## Page extract
# My Vet didn't seem very hopeful



## clawofiron (May 23, 2008)

Bella, my rat, seemed to get very sick overnight. Before going to bed the other day, she seemed bright and happy, and then the next morning she seemed to be at death's door with heavy congestion, coughing, and tipping over.

We took her to the vet and the trip seemed to stress Bella into a worse state. The vet gave her some oxygen, but didn't seem very hopeful that she's going to survive. She prescribed Trimeth.Sulfa Suspension, which I am having trouble getting Bella to take.

Bella's weak and tipping over a lot and it seems to be difficult to eat or drink. She does lick water off of my finger in small doses and has eaten little bits that I've given her. I tried the peanut butter ball trick to get the medicine in her and she seemed to like it, but only ate a little bit before lying down again.

My husband thinks he gave her his cold. We read somewhere that Rats are one of the few species that can get a human cold. My husband gave his cold to me, too. And we all seem to have the same symptoms. We think Bella might have thick mucus making it difficult to breathe and swallow. When My husband and I took Mucinex, it really helped to clear our congestion and made us feel a lot better.

## Task requirements
[a] Print the passage of the sick rat thread word for word, from "We took her" up to and including "lying down again.".
[b] Proceed with the sick rat thread, picking up right after its final sentence.

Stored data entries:
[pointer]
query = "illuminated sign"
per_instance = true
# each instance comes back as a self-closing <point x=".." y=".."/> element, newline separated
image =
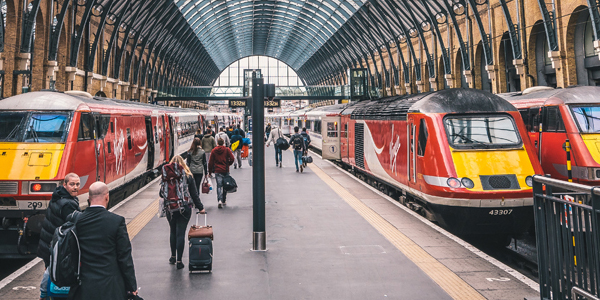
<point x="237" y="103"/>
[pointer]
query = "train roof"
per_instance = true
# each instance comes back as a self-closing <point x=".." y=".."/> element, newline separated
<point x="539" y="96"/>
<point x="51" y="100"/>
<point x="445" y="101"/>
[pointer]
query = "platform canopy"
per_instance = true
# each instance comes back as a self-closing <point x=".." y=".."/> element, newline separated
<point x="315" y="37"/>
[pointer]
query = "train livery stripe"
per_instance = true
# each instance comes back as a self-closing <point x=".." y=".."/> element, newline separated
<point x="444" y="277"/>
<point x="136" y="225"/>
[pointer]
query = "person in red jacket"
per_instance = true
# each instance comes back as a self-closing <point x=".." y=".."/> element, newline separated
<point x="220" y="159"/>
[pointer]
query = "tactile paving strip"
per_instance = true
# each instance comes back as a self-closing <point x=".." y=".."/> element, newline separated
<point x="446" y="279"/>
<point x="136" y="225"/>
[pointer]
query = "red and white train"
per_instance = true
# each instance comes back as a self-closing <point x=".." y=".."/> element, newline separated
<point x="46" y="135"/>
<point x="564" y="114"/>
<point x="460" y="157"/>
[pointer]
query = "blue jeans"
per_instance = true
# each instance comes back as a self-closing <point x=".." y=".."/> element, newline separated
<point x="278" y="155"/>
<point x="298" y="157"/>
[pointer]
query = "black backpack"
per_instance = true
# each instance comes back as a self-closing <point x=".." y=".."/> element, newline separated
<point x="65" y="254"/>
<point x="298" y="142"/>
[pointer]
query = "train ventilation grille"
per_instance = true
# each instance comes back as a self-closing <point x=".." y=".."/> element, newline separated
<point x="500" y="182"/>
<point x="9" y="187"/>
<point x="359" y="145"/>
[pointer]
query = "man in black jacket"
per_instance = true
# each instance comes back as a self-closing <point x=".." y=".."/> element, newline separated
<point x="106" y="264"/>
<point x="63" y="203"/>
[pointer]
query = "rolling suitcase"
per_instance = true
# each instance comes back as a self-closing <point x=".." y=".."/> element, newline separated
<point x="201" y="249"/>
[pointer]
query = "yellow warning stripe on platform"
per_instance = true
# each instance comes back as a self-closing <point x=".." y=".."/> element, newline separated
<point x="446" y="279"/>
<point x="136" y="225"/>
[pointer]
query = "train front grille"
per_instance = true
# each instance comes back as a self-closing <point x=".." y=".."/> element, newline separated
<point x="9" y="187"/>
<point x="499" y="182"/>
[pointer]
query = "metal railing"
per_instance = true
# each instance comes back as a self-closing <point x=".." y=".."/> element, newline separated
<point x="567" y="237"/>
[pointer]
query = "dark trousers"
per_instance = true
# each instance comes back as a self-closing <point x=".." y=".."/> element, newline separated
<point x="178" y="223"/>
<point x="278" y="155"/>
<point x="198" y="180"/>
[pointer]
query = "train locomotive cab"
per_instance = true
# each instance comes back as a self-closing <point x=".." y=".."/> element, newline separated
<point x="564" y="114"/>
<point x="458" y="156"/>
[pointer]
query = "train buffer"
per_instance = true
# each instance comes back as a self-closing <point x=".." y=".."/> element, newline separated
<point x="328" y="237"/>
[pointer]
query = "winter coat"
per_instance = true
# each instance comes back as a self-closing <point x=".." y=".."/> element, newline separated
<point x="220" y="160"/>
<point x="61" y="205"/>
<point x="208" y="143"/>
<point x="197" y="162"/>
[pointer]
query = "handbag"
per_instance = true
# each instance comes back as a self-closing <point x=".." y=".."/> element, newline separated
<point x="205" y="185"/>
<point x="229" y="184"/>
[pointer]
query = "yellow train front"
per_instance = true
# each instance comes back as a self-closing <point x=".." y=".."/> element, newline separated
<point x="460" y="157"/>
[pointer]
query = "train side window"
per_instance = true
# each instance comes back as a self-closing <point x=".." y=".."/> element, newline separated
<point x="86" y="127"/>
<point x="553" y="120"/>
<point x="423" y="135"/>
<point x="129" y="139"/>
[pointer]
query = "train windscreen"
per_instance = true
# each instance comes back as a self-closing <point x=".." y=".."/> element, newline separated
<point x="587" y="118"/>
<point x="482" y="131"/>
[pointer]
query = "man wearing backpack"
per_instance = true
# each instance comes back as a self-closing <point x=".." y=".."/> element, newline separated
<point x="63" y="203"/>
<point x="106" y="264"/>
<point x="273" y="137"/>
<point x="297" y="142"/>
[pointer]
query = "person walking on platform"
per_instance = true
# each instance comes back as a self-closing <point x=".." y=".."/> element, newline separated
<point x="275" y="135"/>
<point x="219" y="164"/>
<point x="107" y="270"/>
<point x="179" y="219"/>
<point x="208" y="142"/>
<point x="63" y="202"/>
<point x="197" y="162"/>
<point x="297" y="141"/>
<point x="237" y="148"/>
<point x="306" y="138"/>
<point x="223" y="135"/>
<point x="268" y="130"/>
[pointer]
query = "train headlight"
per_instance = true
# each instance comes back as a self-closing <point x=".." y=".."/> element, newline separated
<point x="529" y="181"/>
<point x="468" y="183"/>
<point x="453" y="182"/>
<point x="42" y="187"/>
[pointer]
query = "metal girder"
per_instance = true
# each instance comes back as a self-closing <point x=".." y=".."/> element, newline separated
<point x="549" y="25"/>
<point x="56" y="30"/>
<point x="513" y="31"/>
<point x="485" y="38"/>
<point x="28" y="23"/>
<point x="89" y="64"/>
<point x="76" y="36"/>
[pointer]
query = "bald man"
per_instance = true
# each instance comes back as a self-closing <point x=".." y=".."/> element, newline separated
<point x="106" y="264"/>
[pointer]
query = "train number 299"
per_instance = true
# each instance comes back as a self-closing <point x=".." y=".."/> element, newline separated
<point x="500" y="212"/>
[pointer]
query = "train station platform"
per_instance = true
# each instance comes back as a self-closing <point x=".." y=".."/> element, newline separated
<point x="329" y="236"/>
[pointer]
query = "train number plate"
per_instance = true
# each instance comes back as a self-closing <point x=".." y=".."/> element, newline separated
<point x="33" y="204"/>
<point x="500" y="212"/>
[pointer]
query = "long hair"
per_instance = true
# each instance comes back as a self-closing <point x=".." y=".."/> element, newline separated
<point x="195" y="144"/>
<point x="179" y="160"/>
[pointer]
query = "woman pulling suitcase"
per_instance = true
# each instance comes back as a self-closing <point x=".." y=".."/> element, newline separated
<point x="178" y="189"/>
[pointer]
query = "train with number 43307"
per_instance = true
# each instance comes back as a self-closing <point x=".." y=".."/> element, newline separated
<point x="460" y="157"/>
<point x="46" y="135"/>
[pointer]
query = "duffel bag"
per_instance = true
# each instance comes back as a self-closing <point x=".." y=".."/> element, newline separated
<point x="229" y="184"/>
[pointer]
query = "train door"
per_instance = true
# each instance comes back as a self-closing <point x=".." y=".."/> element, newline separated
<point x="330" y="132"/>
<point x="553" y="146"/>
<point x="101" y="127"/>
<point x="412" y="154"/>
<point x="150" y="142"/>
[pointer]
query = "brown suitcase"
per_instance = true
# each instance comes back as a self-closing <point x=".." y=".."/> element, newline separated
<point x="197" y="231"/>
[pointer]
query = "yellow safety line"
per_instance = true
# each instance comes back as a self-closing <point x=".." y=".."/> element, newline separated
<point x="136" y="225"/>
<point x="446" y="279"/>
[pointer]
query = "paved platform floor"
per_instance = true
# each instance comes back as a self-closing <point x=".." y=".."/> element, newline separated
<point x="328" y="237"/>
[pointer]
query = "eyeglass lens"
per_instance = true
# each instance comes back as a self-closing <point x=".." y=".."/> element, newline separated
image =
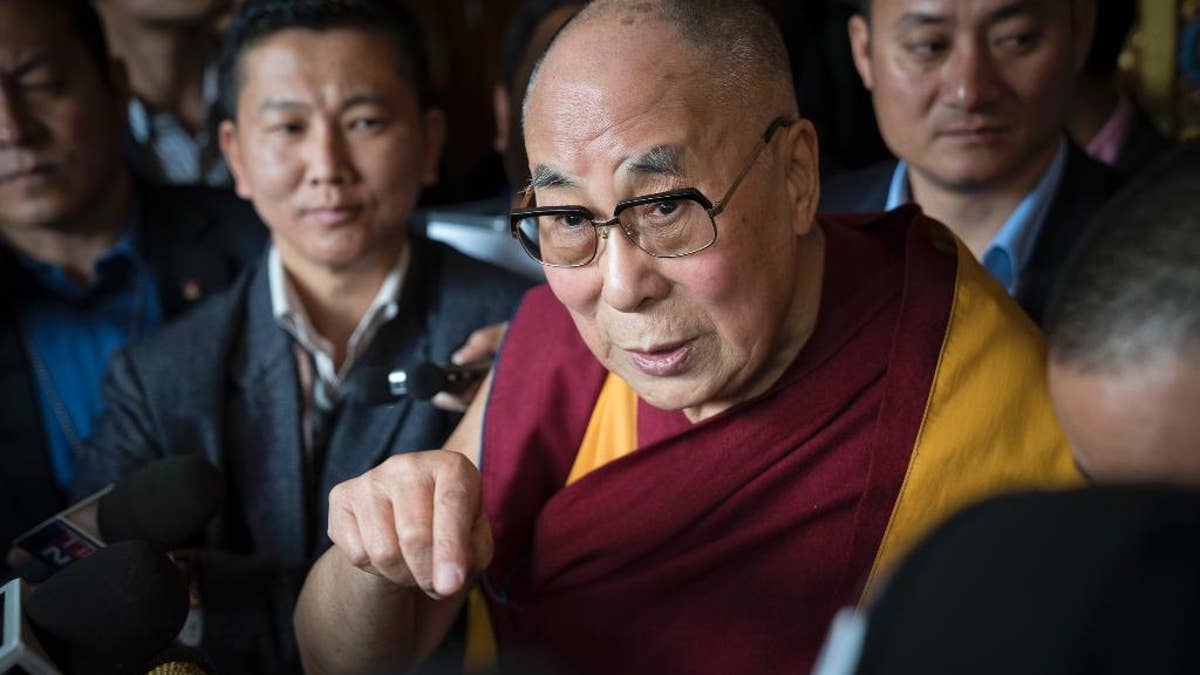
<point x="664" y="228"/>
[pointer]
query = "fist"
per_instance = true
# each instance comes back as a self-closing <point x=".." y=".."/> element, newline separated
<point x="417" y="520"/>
--
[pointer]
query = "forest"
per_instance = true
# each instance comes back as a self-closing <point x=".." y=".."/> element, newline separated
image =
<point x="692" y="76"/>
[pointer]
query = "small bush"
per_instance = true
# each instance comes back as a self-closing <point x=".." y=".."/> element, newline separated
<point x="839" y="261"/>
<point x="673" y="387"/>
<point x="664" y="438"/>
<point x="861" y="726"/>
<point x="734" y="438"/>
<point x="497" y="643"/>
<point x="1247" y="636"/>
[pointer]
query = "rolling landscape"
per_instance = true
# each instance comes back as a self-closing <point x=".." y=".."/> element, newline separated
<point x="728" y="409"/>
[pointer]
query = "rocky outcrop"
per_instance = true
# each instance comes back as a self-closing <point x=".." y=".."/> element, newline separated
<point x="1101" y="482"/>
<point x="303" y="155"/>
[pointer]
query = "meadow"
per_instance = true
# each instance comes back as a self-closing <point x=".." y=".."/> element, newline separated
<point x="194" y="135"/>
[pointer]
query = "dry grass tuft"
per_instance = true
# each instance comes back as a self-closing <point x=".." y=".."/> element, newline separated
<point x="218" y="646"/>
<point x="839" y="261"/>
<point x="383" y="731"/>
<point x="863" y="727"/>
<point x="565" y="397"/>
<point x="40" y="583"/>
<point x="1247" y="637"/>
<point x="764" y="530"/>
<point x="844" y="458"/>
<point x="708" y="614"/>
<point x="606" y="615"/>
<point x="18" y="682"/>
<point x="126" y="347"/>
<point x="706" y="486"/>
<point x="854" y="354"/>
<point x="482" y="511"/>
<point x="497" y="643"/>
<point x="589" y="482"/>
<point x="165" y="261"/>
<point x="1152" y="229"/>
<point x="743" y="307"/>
---
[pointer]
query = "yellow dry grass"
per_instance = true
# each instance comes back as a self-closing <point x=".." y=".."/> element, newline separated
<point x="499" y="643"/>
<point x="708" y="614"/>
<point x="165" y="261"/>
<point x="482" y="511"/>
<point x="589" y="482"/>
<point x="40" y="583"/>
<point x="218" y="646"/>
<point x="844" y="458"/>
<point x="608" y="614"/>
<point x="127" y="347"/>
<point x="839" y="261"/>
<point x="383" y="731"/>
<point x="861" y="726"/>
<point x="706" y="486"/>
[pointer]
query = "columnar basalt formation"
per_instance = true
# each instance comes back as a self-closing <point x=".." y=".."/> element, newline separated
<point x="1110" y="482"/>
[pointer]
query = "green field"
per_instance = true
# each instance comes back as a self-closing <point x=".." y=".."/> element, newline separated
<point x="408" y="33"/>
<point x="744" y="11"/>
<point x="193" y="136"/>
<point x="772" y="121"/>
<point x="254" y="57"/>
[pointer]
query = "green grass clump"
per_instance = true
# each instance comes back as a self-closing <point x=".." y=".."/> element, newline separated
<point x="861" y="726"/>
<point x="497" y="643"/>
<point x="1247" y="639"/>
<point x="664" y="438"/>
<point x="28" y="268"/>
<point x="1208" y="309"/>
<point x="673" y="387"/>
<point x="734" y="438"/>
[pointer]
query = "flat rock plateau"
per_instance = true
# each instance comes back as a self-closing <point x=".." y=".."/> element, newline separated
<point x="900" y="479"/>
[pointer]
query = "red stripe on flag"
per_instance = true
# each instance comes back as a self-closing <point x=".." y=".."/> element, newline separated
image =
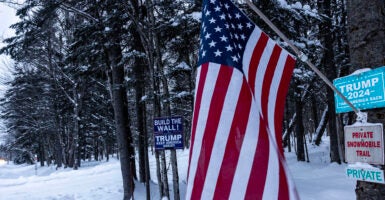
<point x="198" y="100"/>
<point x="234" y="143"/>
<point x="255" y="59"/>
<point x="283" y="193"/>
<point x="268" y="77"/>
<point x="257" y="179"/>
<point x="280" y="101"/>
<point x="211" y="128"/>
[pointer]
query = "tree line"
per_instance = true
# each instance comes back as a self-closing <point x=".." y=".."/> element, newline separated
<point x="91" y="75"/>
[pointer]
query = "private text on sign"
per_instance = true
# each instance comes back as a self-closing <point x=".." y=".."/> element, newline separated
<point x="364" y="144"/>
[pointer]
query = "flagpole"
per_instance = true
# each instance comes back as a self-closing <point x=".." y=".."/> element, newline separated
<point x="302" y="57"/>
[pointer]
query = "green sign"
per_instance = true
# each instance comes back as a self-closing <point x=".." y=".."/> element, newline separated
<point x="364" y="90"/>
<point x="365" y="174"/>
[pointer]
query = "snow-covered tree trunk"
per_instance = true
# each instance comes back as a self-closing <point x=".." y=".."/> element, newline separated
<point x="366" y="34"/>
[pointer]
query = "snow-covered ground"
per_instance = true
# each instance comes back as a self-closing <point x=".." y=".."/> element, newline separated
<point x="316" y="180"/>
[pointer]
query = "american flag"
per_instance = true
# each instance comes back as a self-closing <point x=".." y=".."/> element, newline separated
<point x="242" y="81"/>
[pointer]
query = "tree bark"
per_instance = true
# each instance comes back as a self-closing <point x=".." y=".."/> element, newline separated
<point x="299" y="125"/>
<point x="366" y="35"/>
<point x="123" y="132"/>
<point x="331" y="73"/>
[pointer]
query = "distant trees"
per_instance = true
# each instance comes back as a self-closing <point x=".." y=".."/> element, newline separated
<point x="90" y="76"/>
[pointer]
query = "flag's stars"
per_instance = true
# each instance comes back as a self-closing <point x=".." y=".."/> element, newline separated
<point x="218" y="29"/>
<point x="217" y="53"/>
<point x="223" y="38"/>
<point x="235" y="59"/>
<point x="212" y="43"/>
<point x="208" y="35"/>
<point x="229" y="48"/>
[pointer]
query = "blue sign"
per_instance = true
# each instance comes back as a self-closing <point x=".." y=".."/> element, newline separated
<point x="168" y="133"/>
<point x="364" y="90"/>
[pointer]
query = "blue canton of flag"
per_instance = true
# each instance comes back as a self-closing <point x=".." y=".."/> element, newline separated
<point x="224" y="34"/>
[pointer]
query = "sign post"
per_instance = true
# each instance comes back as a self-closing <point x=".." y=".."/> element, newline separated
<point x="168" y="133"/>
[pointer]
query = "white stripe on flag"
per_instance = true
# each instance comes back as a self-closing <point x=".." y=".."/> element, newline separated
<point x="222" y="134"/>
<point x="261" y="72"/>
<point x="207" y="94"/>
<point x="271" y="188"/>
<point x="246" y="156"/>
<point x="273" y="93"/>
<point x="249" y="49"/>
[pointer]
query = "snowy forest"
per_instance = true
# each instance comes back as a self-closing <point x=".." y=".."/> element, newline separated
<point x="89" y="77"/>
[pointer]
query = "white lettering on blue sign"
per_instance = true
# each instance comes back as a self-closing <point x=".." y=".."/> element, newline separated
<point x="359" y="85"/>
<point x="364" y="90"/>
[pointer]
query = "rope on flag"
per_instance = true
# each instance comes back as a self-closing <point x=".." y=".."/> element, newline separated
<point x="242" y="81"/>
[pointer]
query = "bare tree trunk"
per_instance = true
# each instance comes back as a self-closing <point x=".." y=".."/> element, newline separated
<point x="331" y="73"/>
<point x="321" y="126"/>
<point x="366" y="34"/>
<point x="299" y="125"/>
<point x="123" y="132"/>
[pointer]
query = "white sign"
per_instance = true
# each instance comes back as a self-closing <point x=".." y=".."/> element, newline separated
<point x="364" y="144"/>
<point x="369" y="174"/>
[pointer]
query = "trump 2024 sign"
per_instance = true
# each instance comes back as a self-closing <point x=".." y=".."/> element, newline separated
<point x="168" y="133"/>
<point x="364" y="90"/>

## Answers
[a]
We took her to the vet and the trip seemed to stress Bella into a worse state. The vet gave her some oxygen, but didn't seem very hopeful that she's going to survive. She prescribed Trimeth.Sulfa Suspension, which I am having trouble getting Bella to take.

Bella's weak and tipping over a lot and it seems to be difficult to eat or drink. She does lick water off of my finger in small doses and has eaten little bits that I've given her. I tried the peanut butter ball trick to get the medicine in her and she seemed to like it, but only ate a little bit before lying down again.

[b]
Can we give Bella a tiny amount of mucinex? She's really not doing well. I don't want to give her medications she shouldn't have, but if this has a chance of clearing her congestion, I want to give her as much of a fighting chance as possible. 

It seems like she's really trying to do her best to be normal, but she's just not well at all. She wants to climb on her cage or crawl up our arm and eat, but she's just too weak and wobbly.

Any thoughts or suggestion? I'm not ready to give up hope yet. 

She and her sister were both really sick when we adopted them. We didn't think we'd have them long, but they eventually got better, so I hope Bella will get better again.


----------



## ration1802 (Sep 25, 2007)

Rat's can't catch a human cold. They can, howeve, develop URIs (upper respiratory infections) which can produce cold like symtoms.

Trimeth-Sulfa is a good antibitoic, however if this infection is a secondary infection caused by mycoplasma (which all rats have) then it may not be very effective. Give it two or three days on the trimeth-sulfa, but if she gets worse or you see no improvement, take her back to the vets. The main antibioitcs used for URIs is baytril (which can be combined with doxycycline to make it a stronger combo). Baytril is also a good choice as for the sicker rats, the first loading dose can be given via injection so it gets into their system and starts working straight away.

For the congestion - you can try holding her in the bathroom while the shower is running. The key is to try and stream up the room which helps to dilate the airways so it's easier to breathe. You should usually keep them in there for 10 minutes, 15 max. Another thing you can try is Bisolvon which you can get at your vets. A small pinch of it can really help decongest their chests in situations like this.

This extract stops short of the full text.